DATASET ROWS:
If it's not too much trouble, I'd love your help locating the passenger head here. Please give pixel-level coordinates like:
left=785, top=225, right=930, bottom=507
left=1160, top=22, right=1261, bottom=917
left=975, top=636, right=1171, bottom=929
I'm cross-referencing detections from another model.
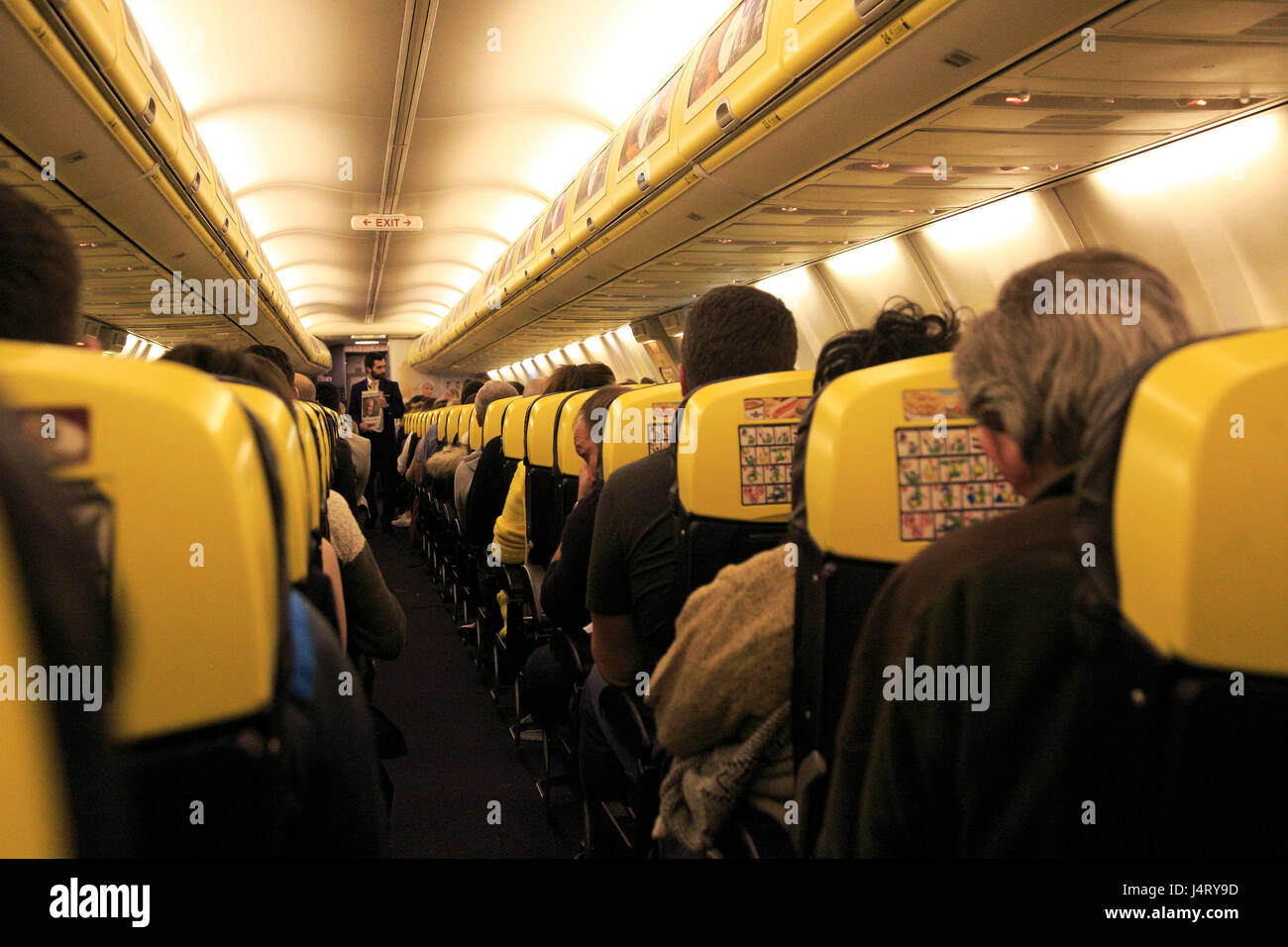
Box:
left=814, top=297, right=961, bottom=394
left=362, top=352, right=389, bottom=378
left=0, top=184, right=81, bottom=346
left=572, top=385, right=627, bottom=481
left=680, top=286, right=796, bottom=394
left=474, top=381, right=515, bottom=428
left=160, top=342, right=295, bottom=404
left=545, top=362, right=614, bottom=394
left=317, top=381, right=344, bottom=415
left=295, top=372, right=318, bottom=401
left=246, top=346, right=295, bottom=390
left=953, top=250, right=1193, bottom=496
left=461, top=378, right=483, bottom=404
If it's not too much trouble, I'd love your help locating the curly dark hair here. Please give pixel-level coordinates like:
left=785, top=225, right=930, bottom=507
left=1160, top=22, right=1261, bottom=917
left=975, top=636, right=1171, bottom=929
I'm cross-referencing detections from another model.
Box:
left=814, top=296, right=961, bottom=394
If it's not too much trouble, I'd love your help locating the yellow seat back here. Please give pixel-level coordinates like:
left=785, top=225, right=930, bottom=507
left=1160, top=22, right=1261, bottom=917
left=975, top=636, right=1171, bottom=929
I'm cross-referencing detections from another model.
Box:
left=228, top=382, right=312, bottom=583
left=600, top=382, right=684, bottom=479
left=555, top=388, right=595, bottom=476
left=1113, top=329, right=1288, bottom=676
left=523, top=391, right=572, bottom=473
left=0, top=343, right=280, bottom=740
left=805, top=353, right=994, bottom=563
left=482, top=395, right=519, bottom=445
left=677, top=371, right=814, bottom=522
left=295, top=402, right=326, bottom=530
left=0, top=507, right=72, bottom=858
left=465, top=403, right=483, bottom=451
left=501, top=394, right=545, bottom=460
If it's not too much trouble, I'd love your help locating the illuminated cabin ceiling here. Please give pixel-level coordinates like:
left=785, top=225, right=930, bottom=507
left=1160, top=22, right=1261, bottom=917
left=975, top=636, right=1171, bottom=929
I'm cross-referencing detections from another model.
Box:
left=439, top=0, right=1288, bottom=371
left=130, top=0, right=728, bottom=338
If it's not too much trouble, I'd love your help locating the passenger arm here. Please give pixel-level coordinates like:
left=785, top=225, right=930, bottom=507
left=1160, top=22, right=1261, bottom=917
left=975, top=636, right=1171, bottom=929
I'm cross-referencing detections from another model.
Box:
left=590, top=613, right=645, bottom=686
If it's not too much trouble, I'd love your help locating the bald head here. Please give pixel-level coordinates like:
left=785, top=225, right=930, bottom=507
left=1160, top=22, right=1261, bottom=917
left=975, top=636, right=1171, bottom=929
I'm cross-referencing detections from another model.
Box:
left=295, top=372, right=318, bottom=401
left=474, top=381, right=518, bottom=428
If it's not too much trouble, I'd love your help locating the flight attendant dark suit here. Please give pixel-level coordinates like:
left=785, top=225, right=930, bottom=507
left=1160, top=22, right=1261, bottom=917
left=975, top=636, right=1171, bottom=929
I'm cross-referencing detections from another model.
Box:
left=349, top=378, right=403, bottom=524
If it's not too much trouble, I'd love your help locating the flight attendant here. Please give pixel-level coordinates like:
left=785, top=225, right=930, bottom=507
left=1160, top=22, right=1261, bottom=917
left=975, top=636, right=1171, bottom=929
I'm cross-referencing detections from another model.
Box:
left=349, top=352, right=403, bottom=530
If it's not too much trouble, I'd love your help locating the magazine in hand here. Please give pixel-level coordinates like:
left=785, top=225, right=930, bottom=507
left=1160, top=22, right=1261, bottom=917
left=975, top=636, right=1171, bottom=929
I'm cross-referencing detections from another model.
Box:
left=362, top=389, right=385, bottom=433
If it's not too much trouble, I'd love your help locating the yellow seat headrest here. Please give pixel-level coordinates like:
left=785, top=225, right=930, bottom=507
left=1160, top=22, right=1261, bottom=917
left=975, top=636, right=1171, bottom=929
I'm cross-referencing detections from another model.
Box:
left=555, top=388, right=595, bottom=476
left=677, top=371, right=814, bottom=522
left=501, top=394, right=544, bottom=460
left=229, top=382, right=312, bottom=582
left=805, top=353, right=994, bottom=562
left=600, top=382, right=684, bottom=478
left=0, top=343, right=280, bottom=740
left=481, top=397, right=518, bottom=446
left=523, top=391, right=572, bottom=471
left=0, top=507, right=72, bottom=858
left=1113, top=329, right=1288, bottom=676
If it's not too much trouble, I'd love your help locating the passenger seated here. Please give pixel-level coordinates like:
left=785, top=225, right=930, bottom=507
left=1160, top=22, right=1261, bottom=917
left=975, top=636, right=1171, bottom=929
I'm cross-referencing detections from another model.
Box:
left=648, top=300, right=960, bottom=853
left=492, top=362, right=613, bottom=566
left=523, top=385, right=626, bottom=724
left=242, top=346, right=295, bottom=398
left=464, top=377, right=550, bottom=548
left=454, top=381, right=515, bottom=532
left=819, top=250, right=1192, bottom=857
left=580, top=286, right=798, bottom=798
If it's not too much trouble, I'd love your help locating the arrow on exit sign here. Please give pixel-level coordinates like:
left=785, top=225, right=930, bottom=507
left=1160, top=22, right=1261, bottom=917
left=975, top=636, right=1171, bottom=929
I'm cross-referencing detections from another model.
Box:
left=349, top=214, right=425, bottom=233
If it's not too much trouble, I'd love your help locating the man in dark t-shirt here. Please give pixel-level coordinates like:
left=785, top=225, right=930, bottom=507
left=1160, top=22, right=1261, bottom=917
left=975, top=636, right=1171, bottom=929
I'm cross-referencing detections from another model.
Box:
left=580, top=286, right=798, bottom=797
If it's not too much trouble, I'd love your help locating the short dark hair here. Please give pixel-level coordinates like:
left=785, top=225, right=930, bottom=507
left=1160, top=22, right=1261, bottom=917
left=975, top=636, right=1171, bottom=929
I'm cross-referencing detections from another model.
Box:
left=318, top=381, right=344, bottom=414
left=545, top=362, right=617, bottom=394
left=246, top=346, right=295, bottom=390
left=161, top=342, right=295, bottom=404
left=814, top=296, right=961, bottom=394
left=680, top=286, right=796, bottom=388
left=0, top=184, right=81, bottom=346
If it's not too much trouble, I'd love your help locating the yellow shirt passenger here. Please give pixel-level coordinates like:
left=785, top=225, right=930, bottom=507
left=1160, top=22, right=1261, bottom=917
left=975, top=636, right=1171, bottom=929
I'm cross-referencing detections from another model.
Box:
left=492, top=460, right=528, bottom=566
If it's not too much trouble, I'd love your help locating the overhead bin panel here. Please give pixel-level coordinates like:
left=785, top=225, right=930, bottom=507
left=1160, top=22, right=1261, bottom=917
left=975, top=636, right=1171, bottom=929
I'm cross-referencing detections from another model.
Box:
left=537, top=184, right=575, bottom=265
left=42, top=0, right=330, bottom=368
left=680, top=0, right=788, bottom=158
left=568, top=136, right=623, bottom=246
left=609, top=64, right=690, bottom=203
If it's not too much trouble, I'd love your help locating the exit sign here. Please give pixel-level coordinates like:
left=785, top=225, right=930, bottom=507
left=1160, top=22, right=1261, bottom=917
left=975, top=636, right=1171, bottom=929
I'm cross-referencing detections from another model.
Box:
left=349, top=214, right=425, bottom=233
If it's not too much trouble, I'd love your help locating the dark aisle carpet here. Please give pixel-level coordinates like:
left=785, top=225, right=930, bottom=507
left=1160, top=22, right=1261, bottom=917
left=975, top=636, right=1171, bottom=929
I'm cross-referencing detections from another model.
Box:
left=368, top=528, right=581, bottom=858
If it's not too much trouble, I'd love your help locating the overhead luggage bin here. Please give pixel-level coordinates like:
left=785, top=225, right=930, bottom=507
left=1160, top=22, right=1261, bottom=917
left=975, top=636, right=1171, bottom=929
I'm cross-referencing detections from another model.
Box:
left=537, top=178, right=575, bottom=265
left=0, top=343, right=280, bottom=741
left=568, top=135, right=625, bottom=246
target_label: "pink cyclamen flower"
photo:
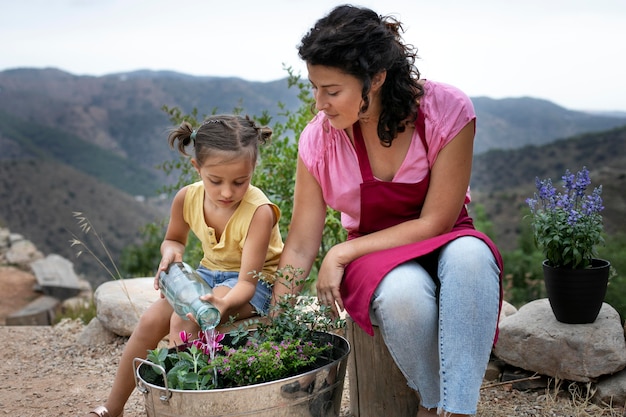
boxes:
[178,330,191,343]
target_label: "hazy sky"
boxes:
[0,0,626,111]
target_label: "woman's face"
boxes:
[307,64,362,130]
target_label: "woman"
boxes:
[279,5,502,417]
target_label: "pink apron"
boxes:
[341,113,503,343]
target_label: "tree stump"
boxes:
[346,317,419,417]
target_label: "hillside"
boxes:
[471,126,626,250]
[0,69,626,283]
[0,158,169,287]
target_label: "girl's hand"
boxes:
[316,246,345,317]
[154,251,183,292]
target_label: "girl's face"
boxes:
[307,64,363,130]
[191,154,254,209]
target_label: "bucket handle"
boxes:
[133,358,172,402]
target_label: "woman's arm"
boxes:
[274,157,326,300]
[317,121,475,309]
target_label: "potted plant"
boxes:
[526,167,610,324]
[135,267,350,417]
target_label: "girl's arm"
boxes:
[154,187,189,290]
[316,121,475,309]
[202,204,278,317]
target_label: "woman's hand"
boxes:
[316,242,347,316]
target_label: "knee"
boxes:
[440,237,500,278]
[373,262,437,320]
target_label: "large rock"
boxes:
[94,277,160,336]
[494,299,626,382]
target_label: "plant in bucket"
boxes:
[526,167,610,324]
[134,266,350,417]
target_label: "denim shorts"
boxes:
[197,265,272,314]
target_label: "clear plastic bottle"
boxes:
[159,262,220,330]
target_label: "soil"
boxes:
[0,266,624,417]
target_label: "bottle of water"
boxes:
[159,262,220,331]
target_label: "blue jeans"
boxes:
[197,265,272,314]
[370,236,500,414]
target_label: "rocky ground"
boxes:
[0,266,624,417]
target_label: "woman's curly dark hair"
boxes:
[298,5,424,146]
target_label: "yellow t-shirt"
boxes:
[183,181,283,280]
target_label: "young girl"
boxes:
[87,115,283,417]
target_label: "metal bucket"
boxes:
[134,333,350,417]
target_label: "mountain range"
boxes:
[0,68,626,283]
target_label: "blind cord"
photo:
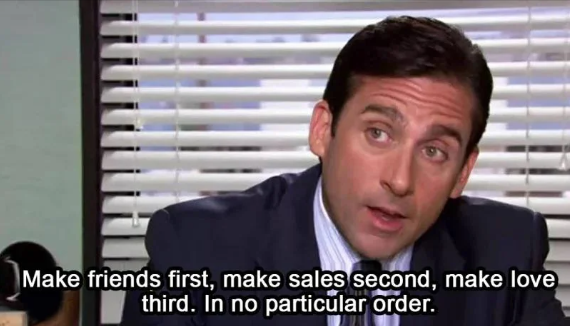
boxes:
[132,0,142,227]
[525,0,532,207]
[174,0,180,203]
[558,5,570,172]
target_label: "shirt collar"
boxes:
[313,178,413,272]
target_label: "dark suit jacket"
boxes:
[121,166,568,326]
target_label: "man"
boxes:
[122,17,567,326]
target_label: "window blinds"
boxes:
[96,0,570,323]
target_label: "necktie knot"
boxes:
[340,260,382,326]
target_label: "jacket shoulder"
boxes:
[448,196,548,269]
[145,174,297,272]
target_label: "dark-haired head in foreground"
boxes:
[0,241,65,326]
[310,17,493,259]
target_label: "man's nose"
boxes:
[382,150,414,197]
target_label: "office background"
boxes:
[0,0,82,269]
[0,0,570,325]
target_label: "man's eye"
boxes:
[370,128,388,141]
[424,146,447,160]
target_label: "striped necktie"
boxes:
[340,260,382,326]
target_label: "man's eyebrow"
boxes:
[362,104,405,122]
[428,124,463,146]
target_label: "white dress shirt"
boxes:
[313,179,412,326]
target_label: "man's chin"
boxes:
[350,239,401,260]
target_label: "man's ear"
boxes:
[451,147,479,198]
[309,100,332,158]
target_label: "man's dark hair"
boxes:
[323,16,493,157]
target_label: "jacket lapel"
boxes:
[253,165,326,326]
[400,201,465,326]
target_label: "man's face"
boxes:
[310,77,477,259]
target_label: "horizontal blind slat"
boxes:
[101,14,569,36]
[101,84,570,103]
[102,150,570,171]
[101,108,570,126]
[100,0,561,14]
[101,37,567,59]
[101,130,570,149]
[101,61,570,81]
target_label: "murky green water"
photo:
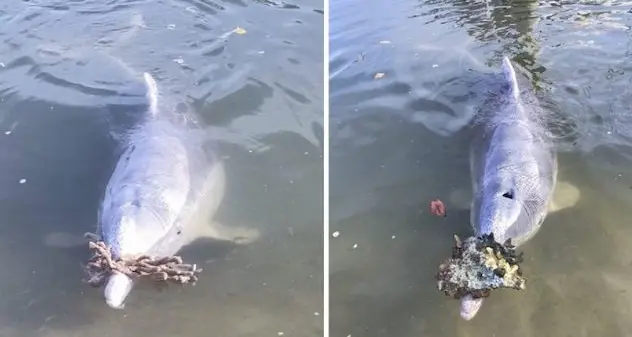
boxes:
[330,0,632,337]
[0,0,324,337]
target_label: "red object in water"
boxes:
[430,199,447,216]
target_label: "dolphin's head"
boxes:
[103,272,133,309]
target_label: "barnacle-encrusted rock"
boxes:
[437,234,526,299]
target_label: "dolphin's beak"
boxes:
[461,295,483,321]
[103,272,134,309]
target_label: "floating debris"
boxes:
[233,26,247,35]
[436,234,526,299]
[430,199,448,217]
[85,233,202,287]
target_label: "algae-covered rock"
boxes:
[437,234,526,299]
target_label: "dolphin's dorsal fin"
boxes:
[502,56,520,100]
[143,73,158,116]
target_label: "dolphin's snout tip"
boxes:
[461,295,483,321]
[103,272,133,309]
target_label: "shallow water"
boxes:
[330,0,632,337]
[0,0,323,337]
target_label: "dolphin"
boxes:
[460,57,578,320]
[97,73,258,308]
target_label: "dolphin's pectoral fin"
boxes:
[43,232,90,249]
[448,188,473,210]
[549,182,581,213]
[200,223,260,245]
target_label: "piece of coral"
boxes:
[437,234,526,299]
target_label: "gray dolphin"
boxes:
[461,57,577,320]
[97,73,258,308]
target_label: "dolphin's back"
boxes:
[470,57,557,243]
[99,121,190,255]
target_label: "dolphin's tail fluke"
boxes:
[143,73,158,117]
[502,56,520,100]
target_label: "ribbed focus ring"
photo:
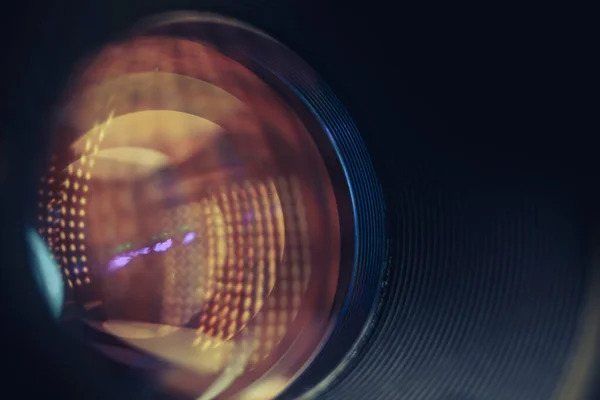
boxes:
[323,157,587,400]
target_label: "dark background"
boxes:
[0,0,600,398]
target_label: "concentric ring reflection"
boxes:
[39,21,340,398]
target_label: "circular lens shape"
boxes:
[39,16,352,399]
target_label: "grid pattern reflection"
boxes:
[39,19,340,398]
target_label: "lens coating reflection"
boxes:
[39,14,340,398]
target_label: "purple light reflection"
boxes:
[181,232,196,244]
[108,232,196,272]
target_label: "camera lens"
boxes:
[38,15,376,399]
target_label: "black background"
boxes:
[0,0,599,398]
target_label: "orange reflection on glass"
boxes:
[40,21,340,398]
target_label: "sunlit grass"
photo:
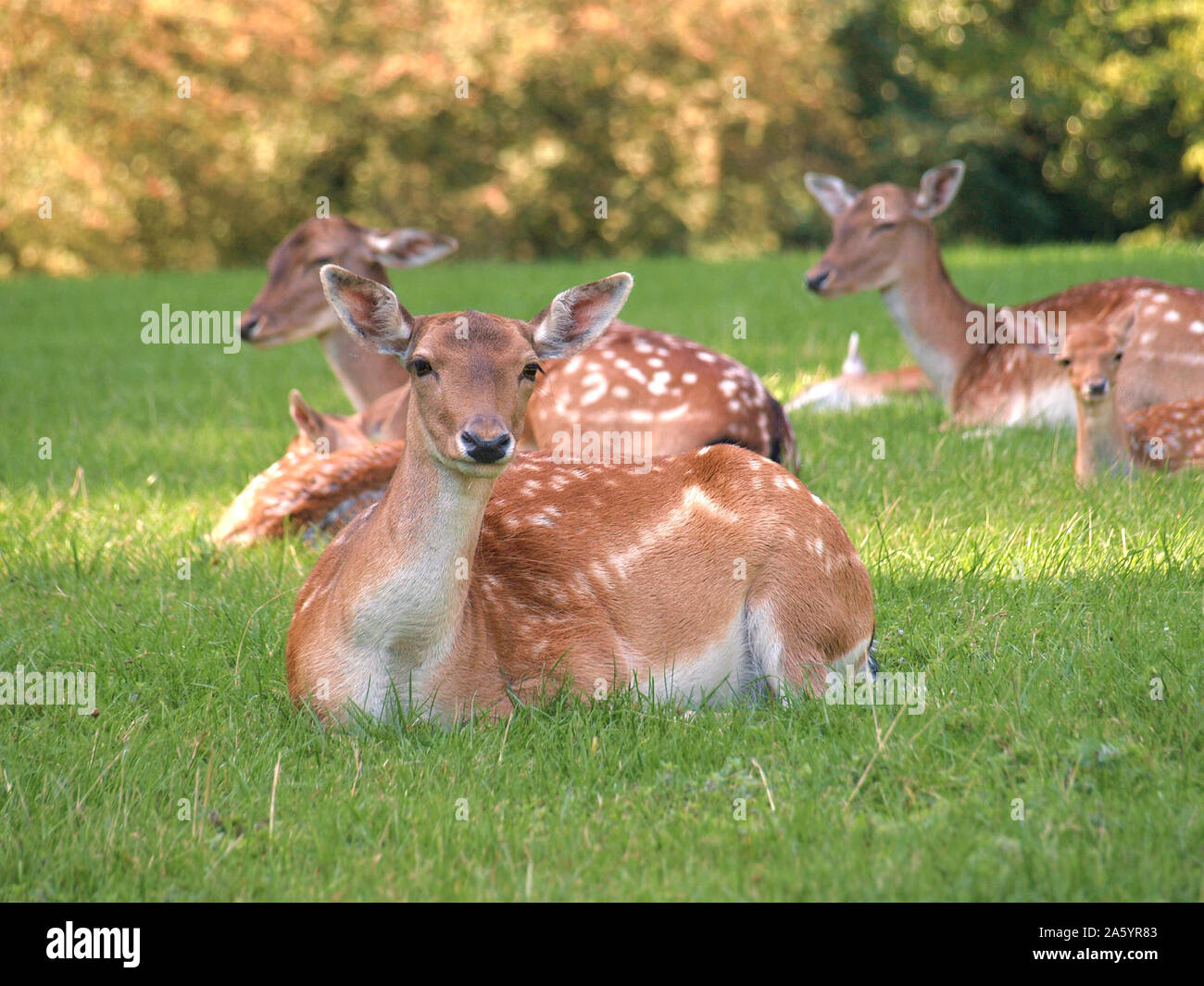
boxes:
[0,247,1204,899]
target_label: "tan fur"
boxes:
[209,442,406,544]
[807,161,1204,425]
[286,273,874,720]
[244,217,797,468]
[1038,315,1204,481]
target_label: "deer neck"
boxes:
[366,401,495,679]
[882,233,983,402]
[1074,397,1133,480]
[320,326,408,410]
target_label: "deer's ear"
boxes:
[321,264,414,356]
[803,171,859,219]
[915,161,966,219]
[289,390,322,442]
[531,273,634,359]
[364,229,460,268]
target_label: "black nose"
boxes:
[460,431,510,462]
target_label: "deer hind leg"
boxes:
[747,602,878,698]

PROBLEM:
Report every line in the entries above that contains the string "woman", treating uppercase and lowercase as different.

CORRECT RESPONSE:
target_label: "woman's face"
target_label: "woman"
target_label: "woman's arm"
target_label: "woman's hand"
target_label: "woman's curly dark hair"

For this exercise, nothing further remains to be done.